* **Page excerpt**
- Opening Delimiter -
# Dry Eco-complete?



## bioch (Apr 8, 2006)

I recently found some Eco-complete and I noticed it was just like anyother gravel; dry. Is this normal or is it suppose to be like that?


----------



## John N. (Dec 11, 2005)

It's feels like ordinary gravel. Meaning its hard and rockish. But the main difference is the fact that the rocks are very small, and sometimes fine grained like rice. Eco complete is packaged in a "special" water, and is not sold in dry. 

-John N.


----------



## bioch (Apr 8, 2006)

Then I'm guessing it dryed?


----------



## John N. (Dec 11, 2005)

Eco complete is dry yes. Feels like grains of rice when laid out to dry. But Eco is not sold dry. It is packaged in liquid.

-John N.


----------



## bioch (Apr 8, 2006)

Yea, it was packaged dry, but I saw some condensation so...


----------



## John N. (Dec 11, 2005)

Are all the bags like that? It sounds like a bag has a hole in it that leaked out the liquid, if it's bone dry with some condensation on the bag. It's normally packaged in about 2-4 cups of water, not a lot of water, but enough so that when you sit it up right you can feel it slightly and see it. The wet eco complete should move through the bag like hard lava, wheras the bone dry eco would move like sand in an hour glass (easily).

In any event if the package says "Eco Complete Planted Substrate" on it and just has some water and or only condensation in it, it's still good to purchase if that's what you are asking. Though I find it weird to be packaged dry.

-John N.


----------



## bioch (Apr 8, 2006)

Thanks man, it probably had a leak or something. So let me sum it all up; there are dry and wet Eco-complete packages, and it's okay to buy the ones with the condensation.


----------



## John N. (Dec 11, 2005)

Well no, almost correct. There are no completely dry bags of eco complete. There are only wet, moist, and as you describe condensation filled bags. However even if it's dried out, there is no harm done using it, though I would try to purchase the ones with moisture/condensation content since that's how it is normally produced. 

Also, just in case you're purchasing, aquariumplants.com is a good place to get some cheap affordable Eco. About $21/bag shipped.

-John N.


----------



## rufus (Jan 1, 2006)

Wellll, that actually depends on where you are in the world ; ) bioch, if you're in australia, the importers decided to ship it dry for a number of reasons - when you import to australia, many goods are gamma irradiated (please pardon my ignorance if that's not entirely correct) to comply with quarantine laws for instance most foods etc, which is supposed to kill pathogens. This I imagine would also kill any bacteria in the gravel/wet mix, so I guess that kind of means you would be transporting soil in a bag of plain 'ol water - which kinda gets expensive shipping water half way around the world... 
As a disclaimer, the "reasoning" I just blurted out was purely speculation on my part, however in an email I received from the australian distributor, he confirmed they do import it dry.
Anywhere else in the world tho, I haven't a clue : )


----------
- Closing Delimiter -
* **Data shown**
- Opening Delimiter -
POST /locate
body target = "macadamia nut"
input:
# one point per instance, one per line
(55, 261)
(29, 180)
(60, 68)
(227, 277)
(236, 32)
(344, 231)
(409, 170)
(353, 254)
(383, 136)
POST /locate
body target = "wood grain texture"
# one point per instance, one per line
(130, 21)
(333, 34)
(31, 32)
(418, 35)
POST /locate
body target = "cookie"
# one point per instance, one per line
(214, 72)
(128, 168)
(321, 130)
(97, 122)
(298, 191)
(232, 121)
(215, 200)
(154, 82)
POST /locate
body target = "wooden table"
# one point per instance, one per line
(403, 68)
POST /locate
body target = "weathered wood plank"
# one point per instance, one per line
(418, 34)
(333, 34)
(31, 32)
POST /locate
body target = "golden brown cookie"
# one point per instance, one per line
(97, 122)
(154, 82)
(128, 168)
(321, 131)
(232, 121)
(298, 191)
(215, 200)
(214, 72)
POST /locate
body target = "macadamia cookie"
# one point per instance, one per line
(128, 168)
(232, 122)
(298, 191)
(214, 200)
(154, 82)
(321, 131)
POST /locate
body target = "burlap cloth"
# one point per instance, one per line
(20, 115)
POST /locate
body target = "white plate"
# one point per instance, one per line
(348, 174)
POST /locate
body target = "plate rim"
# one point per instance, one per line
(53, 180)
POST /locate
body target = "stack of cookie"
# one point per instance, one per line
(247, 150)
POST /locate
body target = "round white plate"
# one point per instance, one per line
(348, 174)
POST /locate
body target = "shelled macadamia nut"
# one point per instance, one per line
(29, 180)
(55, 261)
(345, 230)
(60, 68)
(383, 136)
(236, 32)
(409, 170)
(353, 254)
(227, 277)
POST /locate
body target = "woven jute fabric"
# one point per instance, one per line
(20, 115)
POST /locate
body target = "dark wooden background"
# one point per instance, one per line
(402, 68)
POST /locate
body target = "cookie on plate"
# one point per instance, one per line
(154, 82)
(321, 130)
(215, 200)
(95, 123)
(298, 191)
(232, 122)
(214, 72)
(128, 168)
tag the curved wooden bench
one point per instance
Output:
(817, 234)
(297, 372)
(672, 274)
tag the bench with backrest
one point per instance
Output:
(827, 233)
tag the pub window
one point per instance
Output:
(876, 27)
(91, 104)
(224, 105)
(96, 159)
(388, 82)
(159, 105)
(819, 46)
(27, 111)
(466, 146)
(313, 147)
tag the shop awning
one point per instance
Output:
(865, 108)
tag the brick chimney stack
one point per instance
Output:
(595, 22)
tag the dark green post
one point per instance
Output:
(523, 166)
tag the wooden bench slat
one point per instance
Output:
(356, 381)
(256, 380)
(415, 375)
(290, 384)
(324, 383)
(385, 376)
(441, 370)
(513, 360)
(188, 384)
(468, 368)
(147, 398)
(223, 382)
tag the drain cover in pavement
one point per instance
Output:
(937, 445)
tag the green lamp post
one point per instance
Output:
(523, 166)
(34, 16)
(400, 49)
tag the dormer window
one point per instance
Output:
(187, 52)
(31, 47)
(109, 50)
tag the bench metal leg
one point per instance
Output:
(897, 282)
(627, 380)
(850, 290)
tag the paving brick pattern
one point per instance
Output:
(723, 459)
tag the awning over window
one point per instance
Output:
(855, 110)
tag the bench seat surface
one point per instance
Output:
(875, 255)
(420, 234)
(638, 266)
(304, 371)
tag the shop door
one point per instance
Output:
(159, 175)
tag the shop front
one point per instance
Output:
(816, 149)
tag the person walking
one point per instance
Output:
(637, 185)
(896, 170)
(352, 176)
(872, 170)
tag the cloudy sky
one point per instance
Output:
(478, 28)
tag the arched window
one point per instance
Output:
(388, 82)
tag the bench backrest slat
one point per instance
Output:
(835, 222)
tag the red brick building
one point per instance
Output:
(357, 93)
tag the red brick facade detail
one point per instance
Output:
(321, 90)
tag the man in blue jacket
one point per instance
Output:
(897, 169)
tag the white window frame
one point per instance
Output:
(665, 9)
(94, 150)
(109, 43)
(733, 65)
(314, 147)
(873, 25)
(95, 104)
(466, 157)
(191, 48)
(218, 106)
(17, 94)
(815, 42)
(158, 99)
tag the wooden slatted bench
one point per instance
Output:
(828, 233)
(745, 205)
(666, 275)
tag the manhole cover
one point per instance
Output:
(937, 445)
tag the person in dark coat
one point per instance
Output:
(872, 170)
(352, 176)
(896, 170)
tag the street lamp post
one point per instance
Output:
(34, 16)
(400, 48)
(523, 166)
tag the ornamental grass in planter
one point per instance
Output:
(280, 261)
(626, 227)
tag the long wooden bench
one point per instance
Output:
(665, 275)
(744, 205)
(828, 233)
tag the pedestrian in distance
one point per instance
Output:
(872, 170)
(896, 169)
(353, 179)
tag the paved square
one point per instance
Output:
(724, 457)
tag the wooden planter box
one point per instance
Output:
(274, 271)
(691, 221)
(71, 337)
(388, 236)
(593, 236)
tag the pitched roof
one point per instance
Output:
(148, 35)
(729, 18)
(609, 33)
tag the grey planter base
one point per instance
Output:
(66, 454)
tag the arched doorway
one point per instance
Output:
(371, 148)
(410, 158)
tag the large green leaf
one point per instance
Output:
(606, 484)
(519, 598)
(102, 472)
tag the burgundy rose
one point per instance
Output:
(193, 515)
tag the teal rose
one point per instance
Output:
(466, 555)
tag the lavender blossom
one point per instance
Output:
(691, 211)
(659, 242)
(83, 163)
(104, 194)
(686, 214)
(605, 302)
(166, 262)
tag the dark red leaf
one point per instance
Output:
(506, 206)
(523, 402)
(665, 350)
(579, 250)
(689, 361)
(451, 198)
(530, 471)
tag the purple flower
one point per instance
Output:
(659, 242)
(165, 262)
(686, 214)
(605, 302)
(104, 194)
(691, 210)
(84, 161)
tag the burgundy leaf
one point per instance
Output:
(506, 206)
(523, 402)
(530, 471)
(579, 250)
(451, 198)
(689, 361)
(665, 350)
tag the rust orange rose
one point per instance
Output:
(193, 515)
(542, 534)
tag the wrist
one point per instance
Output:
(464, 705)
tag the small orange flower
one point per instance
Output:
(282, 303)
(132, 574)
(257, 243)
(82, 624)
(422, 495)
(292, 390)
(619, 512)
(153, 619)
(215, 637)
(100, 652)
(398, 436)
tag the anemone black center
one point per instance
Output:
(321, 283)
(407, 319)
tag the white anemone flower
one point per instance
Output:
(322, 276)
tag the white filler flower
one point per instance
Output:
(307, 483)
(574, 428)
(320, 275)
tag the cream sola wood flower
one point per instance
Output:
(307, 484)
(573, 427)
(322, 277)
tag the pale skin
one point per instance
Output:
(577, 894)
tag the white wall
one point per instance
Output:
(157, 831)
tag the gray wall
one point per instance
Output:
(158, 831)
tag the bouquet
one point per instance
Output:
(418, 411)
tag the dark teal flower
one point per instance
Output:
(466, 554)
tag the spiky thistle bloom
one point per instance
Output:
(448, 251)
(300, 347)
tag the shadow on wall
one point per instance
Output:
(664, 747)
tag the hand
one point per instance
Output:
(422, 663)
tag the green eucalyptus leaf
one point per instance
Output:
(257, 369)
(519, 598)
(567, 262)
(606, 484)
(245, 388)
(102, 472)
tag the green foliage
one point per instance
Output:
- Closing Delimiter -
* **Your tasks**
1. In the Eco-complete thread, how much water does John N. say Eco-complete is normally packaged in?
2. Return the part of the Eco-complete thread that opens with the words containing "It's feels like" and closes with "sold in dry.".
3. Translate this sentence from the Eco-complete thread into Spanish: "There are no completely dry bags of eco complete."
The data can be ignored.

* **Solution list**
1. About 2-4 cups of water.

2.
It's feels like ordinary gravel. Meaning its hard and rockish. But the main difference is the fact that the rocks are very small, and sometimes fine grained like rice. Eco complete is packaged in a "special" water, and is not sold in dry.

3. No hay bolsas de eco complete completamente secas.